### RECORDS
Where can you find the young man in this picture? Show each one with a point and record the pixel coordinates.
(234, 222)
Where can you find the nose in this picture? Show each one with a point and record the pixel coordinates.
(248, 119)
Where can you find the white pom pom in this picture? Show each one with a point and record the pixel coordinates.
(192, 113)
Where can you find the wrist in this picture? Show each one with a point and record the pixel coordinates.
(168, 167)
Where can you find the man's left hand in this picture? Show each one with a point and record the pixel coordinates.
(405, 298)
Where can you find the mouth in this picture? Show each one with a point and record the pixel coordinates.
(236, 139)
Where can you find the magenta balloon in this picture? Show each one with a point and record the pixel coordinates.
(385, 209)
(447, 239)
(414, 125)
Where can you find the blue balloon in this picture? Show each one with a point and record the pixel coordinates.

### WORK TO COMPLETE
Write out the material again, starting with the line containing "Where can you find the nose" and going through the end of the material. Rename "magenta balloon" to "purple balloon" and leave everything else unchanged.

### CORRECT RESPONSE
Where can you find the nose in this picture? Show each one with a point and record the pixel coordinates.
(248, 119)
Where can you find the white pom pom in this picture? Show each one with a point and record the pixel coordinates.
(192, 113)
Where can you find the wrist in this picture? Show each one with a point and record the pixel coordinates.
(168, 167)
Where can you find the man's left hand in this picture? Show each one with a point and record the pixel coordinates.
(405, 298)
Where can you find the mouth in this picture? Show each one with a point and record the pixel coordinates.
(236, 139)
Where can you find the purple balloon in this picture? Show each one with a point and record the pixel coordinates.
(385, 209)
(447, 239)
(414, 125)
Where can you find the blue balloon in this picture? Show each one with a point and record the pixel coordinates.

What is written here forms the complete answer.